Examine the records and identify each line that includes the string "sample". Copy those lines.

————————

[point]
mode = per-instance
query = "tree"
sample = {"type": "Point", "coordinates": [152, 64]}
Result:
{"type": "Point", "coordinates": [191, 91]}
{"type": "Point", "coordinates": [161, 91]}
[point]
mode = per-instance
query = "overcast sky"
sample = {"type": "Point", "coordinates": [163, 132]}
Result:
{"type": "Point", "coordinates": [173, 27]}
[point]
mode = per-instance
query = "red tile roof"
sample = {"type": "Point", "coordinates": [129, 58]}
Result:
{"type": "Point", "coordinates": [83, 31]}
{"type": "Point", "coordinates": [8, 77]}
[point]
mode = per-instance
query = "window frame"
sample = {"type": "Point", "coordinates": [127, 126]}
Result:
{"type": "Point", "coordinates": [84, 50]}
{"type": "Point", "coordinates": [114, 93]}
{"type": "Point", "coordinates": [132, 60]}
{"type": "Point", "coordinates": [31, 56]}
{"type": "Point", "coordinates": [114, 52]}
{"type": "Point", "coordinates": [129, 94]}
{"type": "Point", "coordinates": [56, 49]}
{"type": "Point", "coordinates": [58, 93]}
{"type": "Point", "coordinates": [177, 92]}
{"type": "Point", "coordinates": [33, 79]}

————————

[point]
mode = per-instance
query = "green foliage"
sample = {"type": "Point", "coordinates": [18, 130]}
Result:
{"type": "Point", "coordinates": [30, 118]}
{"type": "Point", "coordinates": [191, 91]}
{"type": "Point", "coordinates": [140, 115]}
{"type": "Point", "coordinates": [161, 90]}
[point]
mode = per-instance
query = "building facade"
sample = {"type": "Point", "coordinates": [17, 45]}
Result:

————————

* _Response to the exercise_:
sample = {"type": "Point", "coordinates": [152, 64]}
sample = {"type": "Point", "coordinates": [163, 132]}
sample = {"type": "Point", "coordinates": [129, 58]}
sample = {"type": "Point", "coordinates": [127, 126]}
sample = {"type": "Point", "coordinates": [18, 130]}
sample = {"type": "Point", "coordinates": [17, 45]}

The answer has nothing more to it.